_What this exercise asks:_
A – Return the passage of the reverse total shoulder coding thread starting at "Hi all, I wanted" and ending at "mitchellde (Mar 29, 2013)", copied word for word.
B – Please supply the next part of the thread on coding a reverse total shoulder, continuing after its last sentence.

_Selected excerpt:_
========

# Reverse total shoulder CPt Code



## lewisbr (Mar 29, 2013)

Hi all, I wanted to see if anyone has had this same issues, the AAOS states that we should report for a reverse total shoulder 23742 and if extensive work is done above and boyond the reverse total shoulder we can report with -22 modifier, however I have explained this to our physician he has chosen to go with unlisted procedure 23929 which i am not in agreement with any suggestions because i want to report 23472 for the reverse total shoulder. 
thanks


----------



## mitchellde (Mar 29, 2013)

unlisted procedure codes are to be used when there is no procedure code that matches the work that was performed.  The 22 modifier is added when the work performed matches the procedure code but for some reason the work is more intensive or complex than what is intended with the basic procedure.
If the provider performs the work of a procedure but then goes beyond that for additional work and there is no addition code that can be added then I agree with the unlisted code.  If the provider performs the work of a procedure but that was more involved than it should have been due to patient circumstances then I would attach the 22 modifier.

========

_Source data:_
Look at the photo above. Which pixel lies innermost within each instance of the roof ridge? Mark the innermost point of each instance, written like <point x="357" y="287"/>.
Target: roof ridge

========

_Task-by-task answers:_
A –
Hi all, I wanted to see if anyone has had this same issues, the AAOS states that we should report for a reverse total shoulder 23742 and if extensive work is done above and boyond the reverse total shoulder we can report with -22 modifier, however I have explained this to our physician he has chosen to go with unlisted procedure 23929 which i am not in agreement with any suggestions because i want to report 23472 for the reverse total shoulder. 
thanks


----------



## mitchellde (Mar 29, 2013)

B –
I agree with the unlisted for those circumstances because if there is a lack of a code to describe the nature of the procedure then using an unlisted code will show that there is a gap, the use of the 22 modifier indicates that this is an unusual case.
Hopefully this is helpful to you


----------



## joanne71178 (Mar 29, 2013)

I agree w/Debra 100%


----------



## lewisbr (Mar 29, 2013)

*Reverse Total Shoulder*

Thanks, for your responses, I am going to submit the way the physician has listed if the op reports warrants it and bill to see what happens thanks again for the input.


----------



## nyyankees (Apr 1, 2013)

If the doc performed a reverse TSR and AAOS states to report 23472 I would report the 23472. Insurance companies are aware that docs will submit an unlisted code and use a comparison code that pays more than the code that represents that procedure.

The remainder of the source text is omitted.